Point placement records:

··········

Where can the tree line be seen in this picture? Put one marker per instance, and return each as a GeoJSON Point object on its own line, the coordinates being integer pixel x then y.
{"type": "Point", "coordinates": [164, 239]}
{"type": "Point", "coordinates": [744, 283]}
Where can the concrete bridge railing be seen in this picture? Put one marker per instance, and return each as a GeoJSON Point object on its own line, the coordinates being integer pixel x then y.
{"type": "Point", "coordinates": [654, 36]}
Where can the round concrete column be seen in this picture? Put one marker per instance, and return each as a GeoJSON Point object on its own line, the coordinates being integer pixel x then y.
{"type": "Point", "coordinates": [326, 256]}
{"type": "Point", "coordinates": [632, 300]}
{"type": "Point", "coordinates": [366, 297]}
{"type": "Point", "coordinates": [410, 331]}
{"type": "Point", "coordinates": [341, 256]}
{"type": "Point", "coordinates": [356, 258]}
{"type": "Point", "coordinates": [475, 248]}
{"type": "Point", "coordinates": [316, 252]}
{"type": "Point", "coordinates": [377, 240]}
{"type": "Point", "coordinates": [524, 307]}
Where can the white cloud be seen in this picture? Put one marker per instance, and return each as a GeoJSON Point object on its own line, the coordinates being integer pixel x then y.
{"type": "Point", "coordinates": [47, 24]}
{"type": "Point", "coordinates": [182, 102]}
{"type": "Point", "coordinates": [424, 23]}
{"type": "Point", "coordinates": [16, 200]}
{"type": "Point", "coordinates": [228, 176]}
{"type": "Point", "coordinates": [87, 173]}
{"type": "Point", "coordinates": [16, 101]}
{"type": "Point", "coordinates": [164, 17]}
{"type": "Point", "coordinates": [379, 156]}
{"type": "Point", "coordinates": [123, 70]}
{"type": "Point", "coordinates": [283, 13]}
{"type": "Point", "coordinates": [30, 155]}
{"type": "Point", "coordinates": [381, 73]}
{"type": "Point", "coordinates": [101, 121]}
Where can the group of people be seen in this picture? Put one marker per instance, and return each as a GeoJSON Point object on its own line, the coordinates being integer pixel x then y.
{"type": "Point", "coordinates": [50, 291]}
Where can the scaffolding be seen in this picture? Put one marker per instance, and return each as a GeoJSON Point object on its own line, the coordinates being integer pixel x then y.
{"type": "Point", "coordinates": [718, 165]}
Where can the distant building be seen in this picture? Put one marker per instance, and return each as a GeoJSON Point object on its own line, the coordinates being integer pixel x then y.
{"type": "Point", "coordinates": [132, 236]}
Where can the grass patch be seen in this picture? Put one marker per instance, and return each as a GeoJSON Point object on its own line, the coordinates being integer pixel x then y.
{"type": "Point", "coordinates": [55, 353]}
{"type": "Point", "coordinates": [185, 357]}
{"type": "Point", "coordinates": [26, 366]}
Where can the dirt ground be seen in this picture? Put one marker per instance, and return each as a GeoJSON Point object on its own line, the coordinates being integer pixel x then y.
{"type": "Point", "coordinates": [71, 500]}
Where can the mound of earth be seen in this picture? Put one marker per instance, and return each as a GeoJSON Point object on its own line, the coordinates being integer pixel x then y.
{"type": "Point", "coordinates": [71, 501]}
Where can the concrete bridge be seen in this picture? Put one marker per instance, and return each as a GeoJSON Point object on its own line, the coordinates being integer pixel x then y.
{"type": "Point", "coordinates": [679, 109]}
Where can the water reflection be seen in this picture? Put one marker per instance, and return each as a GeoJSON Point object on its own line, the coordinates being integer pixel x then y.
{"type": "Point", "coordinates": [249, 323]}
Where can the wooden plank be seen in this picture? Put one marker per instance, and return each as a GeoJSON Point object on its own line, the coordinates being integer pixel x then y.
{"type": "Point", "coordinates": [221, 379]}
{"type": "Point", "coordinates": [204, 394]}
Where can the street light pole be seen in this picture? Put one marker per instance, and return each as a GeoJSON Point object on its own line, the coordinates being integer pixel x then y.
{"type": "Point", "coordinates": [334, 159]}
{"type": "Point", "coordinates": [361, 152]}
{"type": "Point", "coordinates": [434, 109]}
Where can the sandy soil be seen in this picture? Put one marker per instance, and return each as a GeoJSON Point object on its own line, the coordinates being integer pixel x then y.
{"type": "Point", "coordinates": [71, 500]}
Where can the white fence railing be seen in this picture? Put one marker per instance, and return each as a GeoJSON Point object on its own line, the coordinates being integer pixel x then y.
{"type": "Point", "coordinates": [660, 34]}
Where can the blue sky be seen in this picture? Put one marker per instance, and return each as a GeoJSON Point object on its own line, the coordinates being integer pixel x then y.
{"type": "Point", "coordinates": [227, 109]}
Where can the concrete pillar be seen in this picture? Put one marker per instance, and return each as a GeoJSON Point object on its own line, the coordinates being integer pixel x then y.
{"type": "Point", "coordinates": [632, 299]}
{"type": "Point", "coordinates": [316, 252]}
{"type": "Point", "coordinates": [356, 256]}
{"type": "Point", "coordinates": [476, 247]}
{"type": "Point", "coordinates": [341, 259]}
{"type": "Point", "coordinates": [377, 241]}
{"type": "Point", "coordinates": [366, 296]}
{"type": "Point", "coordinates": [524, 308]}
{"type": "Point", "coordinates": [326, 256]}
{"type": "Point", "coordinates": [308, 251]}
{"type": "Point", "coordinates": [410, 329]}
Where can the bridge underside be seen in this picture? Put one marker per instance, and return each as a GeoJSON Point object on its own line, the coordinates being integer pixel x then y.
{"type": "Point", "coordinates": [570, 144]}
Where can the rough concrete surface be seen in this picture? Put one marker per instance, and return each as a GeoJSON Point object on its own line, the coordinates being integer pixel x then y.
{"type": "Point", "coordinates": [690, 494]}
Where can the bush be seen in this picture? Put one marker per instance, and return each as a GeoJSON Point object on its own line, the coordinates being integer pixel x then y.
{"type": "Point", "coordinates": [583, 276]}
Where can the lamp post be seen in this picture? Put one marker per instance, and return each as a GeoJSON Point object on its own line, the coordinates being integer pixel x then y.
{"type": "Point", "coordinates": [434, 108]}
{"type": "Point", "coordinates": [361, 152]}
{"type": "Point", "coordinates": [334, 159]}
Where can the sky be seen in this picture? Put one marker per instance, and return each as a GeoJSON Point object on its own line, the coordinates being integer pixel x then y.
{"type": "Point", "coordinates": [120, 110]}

··········

Retype, unchanged, the lines from the one containing "Where can the rough" through the end of the records.

# Answer to the problem
Where can the rough concrete surface be seen in this picture? Put one marker per instance, and return each as a GeoJSON Point object on its own line, the coordinates being integer pixel x then y.
{"type": "Point", "coordinates": [690, 494]}
Where can the bush be seen in this picture? Put one marker per instance, and return each as a GeoJSON Point object on its own line, the coordinates being integer pixel x then y.
{"type": "Point", "coordinates": [583, 276]}
Where can the lamp post be seen in this picture? Put one marker per instance, and return each as a GeoJSON Point object on its own line, the coordinates being integer pixel x then y.
{"type": "Point", "coordinates": [434, 108]}
{"type": "Point", "coordinates": [361, 152]}
{"type": "Point", "coordinates": [334, 159]}
Where can the sky be seen in this picture? Put one marker per instance, and return each as a GeoJSON Point object on its own line, the coordinates being integer pixel x then y.
{"type": "Point", "coordinates": [120, 110]}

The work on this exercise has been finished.